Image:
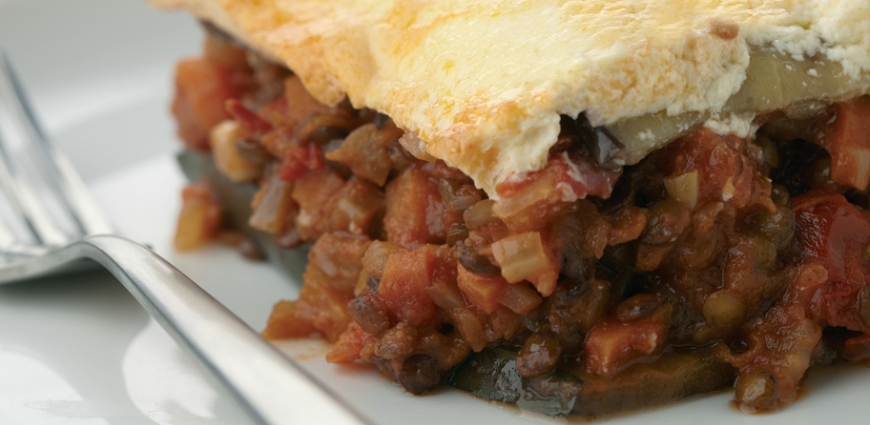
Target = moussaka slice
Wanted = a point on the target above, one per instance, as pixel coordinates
(575, 206)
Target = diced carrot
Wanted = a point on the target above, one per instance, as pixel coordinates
(199, 219)
(288, 320)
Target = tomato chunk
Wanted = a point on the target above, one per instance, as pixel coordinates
(833, 232)
(407, 274)
(201, 90)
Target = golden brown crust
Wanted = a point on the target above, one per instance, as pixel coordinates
(483, 83)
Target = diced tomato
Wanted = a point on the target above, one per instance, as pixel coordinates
(482, 291)
(835, 233)
(349, 344)
(847, 139)
(581, 176)
(252, 124)
(612, 345)
(201, 89)
(415, 210)
(299, 160)
(525, 257)
(407, 274)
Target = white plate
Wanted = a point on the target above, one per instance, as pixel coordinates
(80, 350)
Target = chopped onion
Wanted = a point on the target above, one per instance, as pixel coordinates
(229, 162)
(524, 257)
(479, 214)
(851, 166)
(683, 188)
(272, 206)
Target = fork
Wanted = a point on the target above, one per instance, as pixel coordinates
(270, 387)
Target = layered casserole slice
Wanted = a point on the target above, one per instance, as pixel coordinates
(575, 206)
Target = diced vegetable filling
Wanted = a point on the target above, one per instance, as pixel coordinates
(713, 258)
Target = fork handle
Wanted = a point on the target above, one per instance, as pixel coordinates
(271, 387)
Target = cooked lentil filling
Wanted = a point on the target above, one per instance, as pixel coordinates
(715, 259)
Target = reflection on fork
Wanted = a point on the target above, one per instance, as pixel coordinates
(59, 225)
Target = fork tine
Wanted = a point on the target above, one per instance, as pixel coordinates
(66, 182)
(25, 201)
(7, 237)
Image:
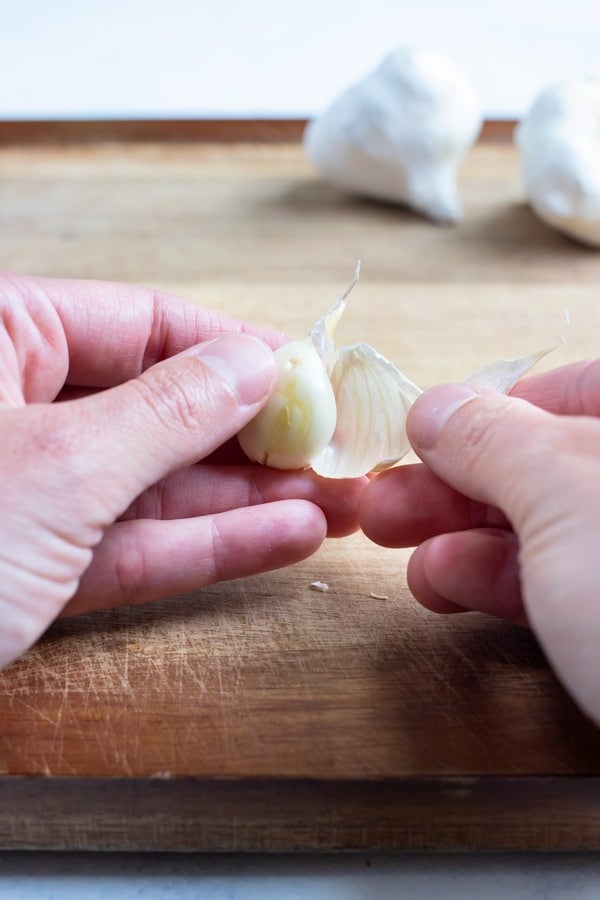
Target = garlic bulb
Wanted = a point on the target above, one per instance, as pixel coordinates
(400, 134)
(559, 144)
(340, 412)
------------------------------------------------
Every line from the start of the listing above through the line with "Target = diced tomato" should be repeated exactly; skip the pictures and add nothing else.

▸ **Expected answer**
Image:
Target = moussaka slice
Wanted = a point on the target above, one per instance, as pixel coordinates
(575, 206)
Target = diced carrot
Wanted = a point on the target above, one per instance, as pixel coordinates
(199, 219)
(288, 320)
Target = tomato chunk
Wanted = a point on the target above, one per instance, as pixel coordinates
(833, 232)
(407, 274)
(201, 90)
Target = golden brown crust
Wanted = a point on the target above, one per instance, as pixel coordinates
(483, 83)
Target = diced tomato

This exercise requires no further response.